(AUFGABE): Schreib die Einträge ab der Zeile mit „[mark] man in“ bis einschließlich der Zeile mit „[mark] sky (a“ noch einmal ab und setze dabei „orange shirt“ anstelle von „yellow shirt“. Alles andere bleibt unverändert.

____ ANGEZEIGTE DATEN

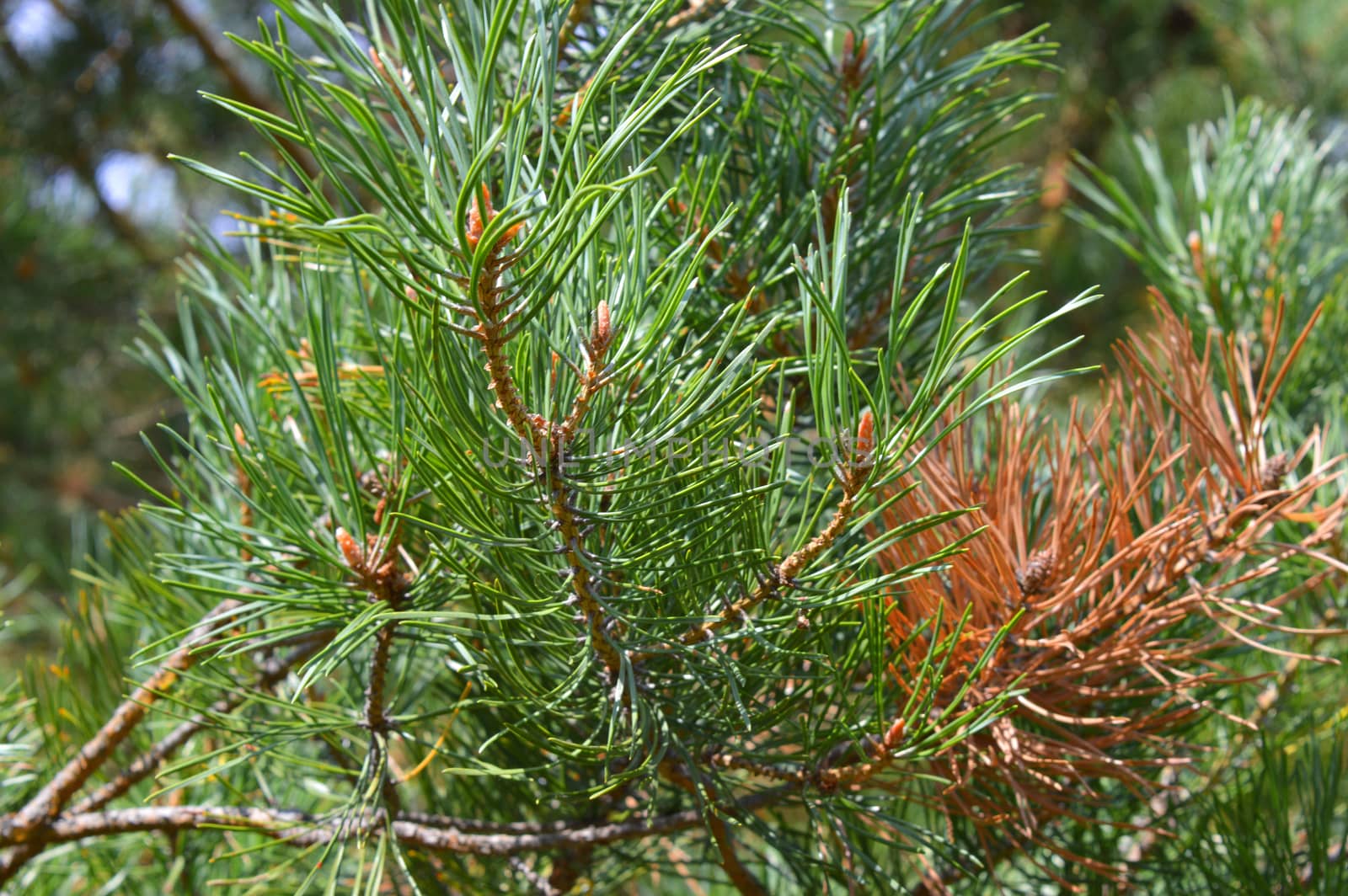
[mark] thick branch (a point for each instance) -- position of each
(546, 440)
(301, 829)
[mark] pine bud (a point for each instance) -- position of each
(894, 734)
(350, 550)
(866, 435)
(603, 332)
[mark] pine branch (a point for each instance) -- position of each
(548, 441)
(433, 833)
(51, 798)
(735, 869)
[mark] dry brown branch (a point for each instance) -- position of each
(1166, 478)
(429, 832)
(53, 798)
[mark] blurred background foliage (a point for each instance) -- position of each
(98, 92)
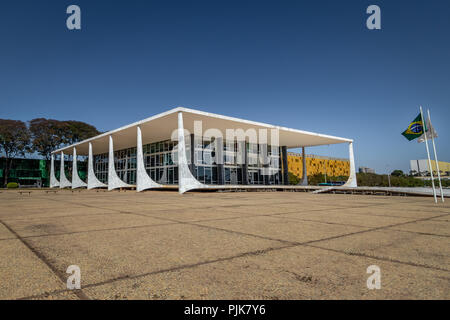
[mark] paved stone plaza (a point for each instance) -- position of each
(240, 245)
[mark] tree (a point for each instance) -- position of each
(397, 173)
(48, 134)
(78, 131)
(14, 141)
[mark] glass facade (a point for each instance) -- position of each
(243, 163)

________
____ ANGEZEIGTE DATEN

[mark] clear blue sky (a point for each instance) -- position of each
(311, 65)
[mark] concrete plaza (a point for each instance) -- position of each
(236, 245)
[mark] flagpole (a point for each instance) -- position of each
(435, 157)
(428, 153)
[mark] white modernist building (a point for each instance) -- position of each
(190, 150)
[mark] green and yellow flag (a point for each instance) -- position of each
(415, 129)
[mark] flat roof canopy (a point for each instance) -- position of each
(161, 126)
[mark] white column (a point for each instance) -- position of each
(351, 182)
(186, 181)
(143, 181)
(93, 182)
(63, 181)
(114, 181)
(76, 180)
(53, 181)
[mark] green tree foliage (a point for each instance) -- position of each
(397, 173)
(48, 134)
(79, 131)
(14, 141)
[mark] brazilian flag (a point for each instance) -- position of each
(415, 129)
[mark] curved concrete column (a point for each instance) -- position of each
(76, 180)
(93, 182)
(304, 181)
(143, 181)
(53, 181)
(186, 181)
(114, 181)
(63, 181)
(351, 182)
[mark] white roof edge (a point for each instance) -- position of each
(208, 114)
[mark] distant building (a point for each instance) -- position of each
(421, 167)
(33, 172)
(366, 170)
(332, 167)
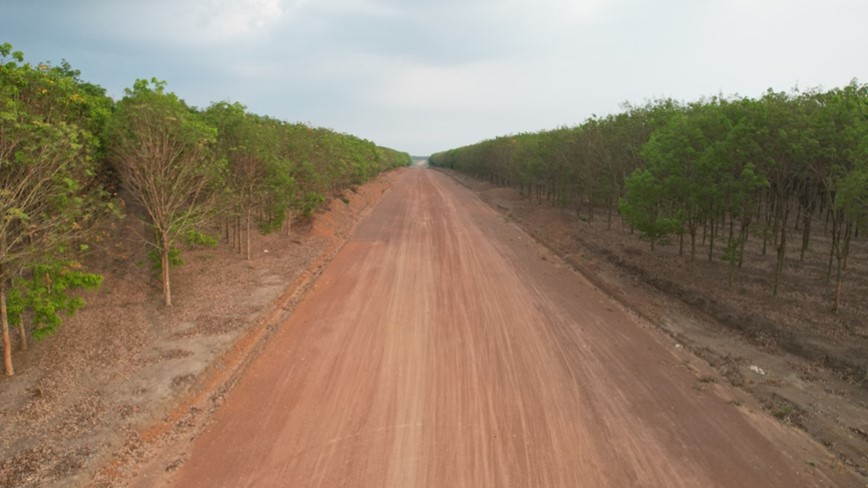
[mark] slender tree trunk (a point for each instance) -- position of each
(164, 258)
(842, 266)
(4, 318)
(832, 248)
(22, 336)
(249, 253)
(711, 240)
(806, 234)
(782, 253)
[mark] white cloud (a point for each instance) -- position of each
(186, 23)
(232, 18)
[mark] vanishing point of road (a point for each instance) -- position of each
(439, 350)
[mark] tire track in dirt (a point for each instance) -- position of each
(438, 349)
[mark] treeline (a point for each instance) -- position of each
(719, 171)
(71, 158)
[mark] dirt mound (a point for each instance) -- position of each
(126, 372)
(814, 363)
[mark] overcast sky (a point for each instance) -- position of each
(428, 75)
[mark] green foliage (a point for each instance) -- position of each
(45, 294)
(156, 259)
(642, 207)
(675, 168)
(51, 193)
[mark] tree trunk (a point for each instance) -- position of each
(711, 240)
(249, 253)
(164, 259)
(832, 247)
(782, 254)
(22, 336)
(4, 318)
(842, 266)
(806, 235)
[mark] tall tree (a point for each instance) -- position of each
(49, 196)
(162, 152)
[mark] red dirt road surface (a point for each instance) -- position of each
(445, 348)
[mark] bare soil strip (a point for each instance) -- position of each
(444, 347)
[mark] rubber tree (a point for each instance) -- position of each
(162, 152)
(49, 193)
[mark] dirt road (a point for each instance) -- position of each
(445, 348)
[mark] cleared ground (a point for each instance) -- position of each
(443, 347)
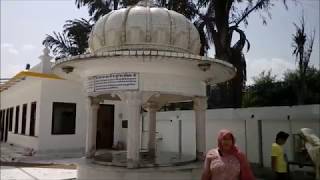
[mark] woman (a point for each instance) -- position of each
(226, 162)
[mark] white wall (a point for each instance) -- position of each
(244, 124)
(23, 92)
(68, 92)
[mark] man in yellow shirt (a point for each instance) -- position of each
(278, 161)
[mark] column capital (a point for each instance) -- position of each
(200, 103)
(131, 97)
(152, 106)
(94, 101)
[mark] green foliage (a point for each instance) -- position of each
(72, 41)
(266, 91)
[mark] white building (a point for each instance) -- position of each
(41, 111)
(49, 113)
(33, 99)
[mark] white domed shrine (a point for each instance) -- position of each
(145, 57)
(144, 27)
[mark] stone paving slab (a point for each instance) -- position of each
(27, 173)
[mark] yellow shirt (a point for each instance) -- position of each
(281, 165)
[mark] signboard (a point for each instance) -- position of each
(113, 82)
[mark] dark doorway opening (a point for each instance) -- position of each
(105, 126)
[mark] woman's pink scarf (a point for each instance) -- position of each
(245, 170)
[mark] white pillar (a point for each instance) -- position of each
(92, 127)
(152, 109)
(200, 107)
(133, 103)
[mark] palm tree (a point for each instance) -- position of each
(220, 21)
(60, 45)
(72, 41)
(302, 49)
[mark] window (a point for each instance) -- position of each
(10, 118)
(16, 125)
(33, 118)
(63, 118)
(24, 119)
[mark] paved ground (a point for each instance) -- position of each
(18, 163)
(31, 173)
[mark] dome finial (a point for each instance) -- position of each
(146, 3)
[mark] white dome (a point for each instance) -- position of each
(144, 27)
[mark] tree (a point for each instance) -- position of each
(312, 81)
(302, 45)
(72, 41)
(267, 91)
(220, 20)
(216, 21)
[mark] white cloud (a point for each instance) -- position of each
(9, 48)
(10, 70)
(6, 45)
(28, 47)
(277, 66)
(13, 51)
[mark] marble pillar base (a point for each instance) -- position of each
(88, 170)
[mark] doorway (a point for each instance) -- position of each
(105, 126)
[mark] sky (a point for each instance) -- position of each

________

(LÖSUNG):
[mark] man in orange shirt (a point for each instance) -- position of each
(278, 161)
[mark] column capital (a point for each instance) -- position of each
(200, 103)
(131, 97)
(152, 106)
(94, 101)
[mark] green foliage (a point for each instance) -- position of each
(72, 41)
(266, 91)
[mark] white building (a point for each instance) -- position of each
(41, 111)
(49, 113)
(33, 99)
[mark] white domed shrine (a point for each instance) -- position of each
(145, 57)
(144, 27)
[mark] stone paving slab (a point for each instance) -- position of each
(27, 173)
[mark] orange shirt (a point for each instance) -- position of each
(281, 165)
[mark] signboard (a point for each instance) -- position of each
(113, 82)
[mark] dark doorway opening (a point for each instance) -- position of each
(105, 126)
[mark] woman's pink scarf (a point for each instance) -- position of each
(245, 170)
[mark] white pillar (a point for each instance) -- position of each
(92, 127)
(152, 109)
(200, 107)
(133, 103)
[mark] palm tree (a point for each instance) -- position of each
(220, 21)
(60, 45)
(72, 41)
(302, 49)
[mark] window (a point for each instance) -- position of each
(10, 118)
(16, 125)
(33, 118)
(63, 118)
(24, 119)
[mark] paved ground (a point for each instance) -- position of each
(18, 163)
(31, 173)
[mark] dome finial (a point for each instance) -- position of each
(146, 3)
[mark] white dome (a point for each instance) -- position of each
(144, 27)
[mark] tree (a point for each instance) -- position of each
(312, 81)
(302, 45)
(72, 41)
(267, 91)
(220, 20)
(216, 21)
[mark] white cloud (a point for each instance) -- position of each
(9, 48)
(10, 70)
(6, 45)
(28, 47)
(277, 66)
(13, 51)
[mark] marble pillar base (a point for each instance) -- position of each
(88, 170)
[mark] doorway (a point for each instance) -- position of each
(105, 126)
[mark] sky (a point for each instance) -- position of each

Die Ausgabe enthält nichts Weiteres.